In recent years, a number of U.S.-based corporations with significant international holdings have shifted their headquarters overseas in an attempt to lower their tax bills. At 35 percent, the U.S. nominal corporate tax rate is highest among member nations in the Organization for Economic Cooperation and Development (OECD).
The maneuver is known as tax inversion. Officials in the Obama administration have described it as unpatriotic, and are weighing an executive action aimed at limiting the economic benefit.
Harvard Business School’s Mihir Desai is an expert on tax policy, international finance, and corporate finance. His work has explored the design of tax policy in a globalized setting, the links between corporate governance and taxation, and the internal capital markets of multinational firms. Desai, the Mizuho Financial Group Professor of Finance, is also a professor at Harvard Law School, and a research associate in the public economics and corporate finance program of the National Bureau of Economic Research.
------------------------------------------------------------
### LIST OF TASKS
1) In the passage on tax inversion, rewrite the paragraph beginning "Harvard Business School's Mihir Desai" as a short bulleted list that keeps its main facts.
2) List every field in which the passage on tax inversion says Mihir Desai is an expert.
3) From the passage on tax inversion, pull out the words from "In recent years, a" up to and including "and Development (OECD).".
------------------------------------------------------------
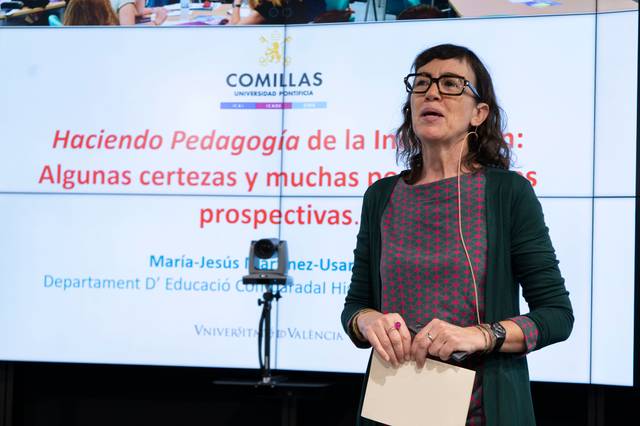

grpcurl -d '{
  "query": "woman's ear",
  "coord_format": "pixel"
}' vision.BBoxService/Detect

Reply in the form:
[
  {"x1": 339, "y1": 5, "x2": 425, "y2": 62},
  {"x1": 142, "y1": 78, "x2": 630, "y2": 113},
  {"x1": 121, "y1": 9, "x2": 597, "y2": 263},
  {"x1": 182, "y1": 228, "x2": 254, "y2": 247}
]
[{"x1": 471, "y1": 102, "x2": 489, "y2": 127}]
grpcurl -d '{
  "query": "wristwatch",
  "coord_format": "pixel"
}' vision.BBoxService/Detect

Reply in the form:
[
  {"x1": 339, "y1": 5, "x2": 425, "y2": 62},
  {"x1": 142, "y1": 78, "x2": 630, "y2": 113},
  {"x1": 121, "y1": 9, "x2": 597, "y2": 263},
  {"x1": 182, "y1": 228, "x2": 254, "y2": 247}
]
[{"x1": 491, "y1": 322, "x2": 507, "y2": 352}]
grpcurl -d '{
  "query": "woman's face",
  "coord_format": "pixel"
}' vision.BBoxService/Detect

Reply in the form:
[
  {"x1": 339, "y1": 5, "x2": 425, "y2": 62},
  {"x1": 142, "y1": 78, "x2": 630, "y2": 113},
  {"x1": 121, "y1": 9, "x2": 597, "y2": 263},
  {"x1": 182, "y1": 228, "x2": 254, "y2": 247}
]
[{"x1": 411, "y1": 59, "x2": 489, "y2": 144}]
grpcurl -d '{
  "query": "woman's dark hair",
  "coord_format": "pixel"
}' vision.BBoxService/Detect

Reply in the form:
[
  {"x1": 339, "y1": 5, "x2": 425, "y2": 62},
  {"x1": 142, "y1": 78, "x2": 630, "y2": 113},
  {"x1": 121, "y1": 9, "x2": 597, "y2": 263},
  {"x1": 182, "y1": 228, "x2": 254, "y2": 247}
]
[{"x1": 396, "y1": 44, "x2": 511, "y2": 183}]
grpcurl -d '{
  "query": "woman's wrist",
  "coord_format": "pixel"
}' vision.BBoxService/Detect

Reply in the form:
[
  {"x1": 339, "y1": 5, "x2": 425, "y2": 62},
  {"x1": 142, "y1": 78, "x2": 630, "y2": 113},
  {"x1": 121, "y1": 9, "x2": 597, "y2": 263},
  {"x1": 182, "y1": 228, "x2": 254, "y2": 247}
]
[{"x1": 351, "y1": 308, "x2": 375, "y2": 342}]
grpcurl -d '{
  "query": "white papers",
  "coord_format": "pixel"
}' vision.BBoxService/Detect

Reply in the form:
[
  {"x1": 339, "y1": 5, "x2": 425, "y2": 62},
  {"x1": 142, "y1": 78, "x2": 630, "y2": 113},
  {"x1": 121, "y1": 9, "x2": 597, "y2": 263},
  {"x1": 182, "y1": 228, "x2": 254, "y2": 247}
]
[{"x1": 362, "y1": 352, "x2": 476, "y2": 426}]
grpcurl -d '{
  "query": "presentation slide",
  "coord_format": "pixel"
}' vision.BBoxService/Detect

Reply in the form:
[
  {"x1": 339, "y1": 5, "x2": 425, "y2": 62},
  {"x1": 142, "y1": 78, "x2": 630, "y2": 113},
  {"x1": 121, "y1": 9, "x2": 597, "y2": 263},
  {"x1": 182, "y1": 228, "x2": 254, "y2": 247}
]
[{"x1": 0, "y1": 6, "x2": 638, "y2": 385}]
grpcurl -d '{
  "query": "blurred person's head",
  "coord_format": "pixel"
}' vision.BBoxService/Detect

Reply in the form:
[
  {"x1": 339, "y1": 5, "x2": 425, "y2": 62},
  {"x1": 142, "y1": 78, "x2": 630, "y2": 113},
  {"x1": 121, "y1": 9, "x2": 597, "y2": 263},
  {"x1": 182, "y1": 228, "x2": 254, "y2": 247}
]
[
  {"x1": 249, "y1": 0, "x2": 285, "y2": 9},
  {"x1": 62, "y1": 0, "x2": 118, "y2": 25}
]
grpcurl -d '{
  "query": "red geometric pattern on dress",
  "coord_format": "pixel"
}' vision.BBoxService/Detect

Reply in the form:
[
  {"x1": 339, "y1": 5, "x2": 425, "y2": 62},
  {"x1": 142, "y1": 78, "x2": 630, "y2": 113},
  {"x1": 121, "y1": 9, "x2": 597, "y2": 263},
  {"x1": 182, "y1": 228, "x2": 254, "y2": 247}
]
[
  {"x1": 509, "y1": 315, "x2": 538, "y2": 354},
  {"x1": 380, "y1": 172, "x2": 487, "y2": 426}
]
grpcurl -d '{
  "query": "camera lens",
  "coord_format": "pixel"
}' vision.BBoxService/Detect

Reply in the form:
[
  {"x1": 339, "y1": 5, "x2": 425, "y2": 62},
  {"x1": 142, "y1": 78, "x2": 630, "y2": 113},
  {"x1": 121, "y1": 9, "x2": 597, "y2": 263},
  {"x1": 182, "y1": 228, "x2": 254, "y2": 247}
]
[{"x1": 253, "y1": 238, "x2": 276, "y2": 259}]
------------------------------------------------------------
### TASK SOLUTIONS
1)
- Mihir Desai of Harvard Business School is an expert on tax policy, international finance, and corporate finance.
- His work covers how to design tax policy in a globalized setting, the links between corporate governance and taxation, and the internal capital markets of multinational firms.
- He is the Mizuho Financial Group Professor of Finance and also a professor at Harvard Law School.
- He is a research associate in the public economics and corporate finance program of the National Bureau of Economic Research.

2)
- Tax policy
- International finance
- Corporate finance

3)
In recent years, a number of U.S.-based corporations with significant international holdings have shifted their headquarters overseas in an attempt to lower their tax bills. At 35 percent, the U.S. nominal corporate tax rate is highest among member nations in the Organization for Economic Cooperation and Development (OECD).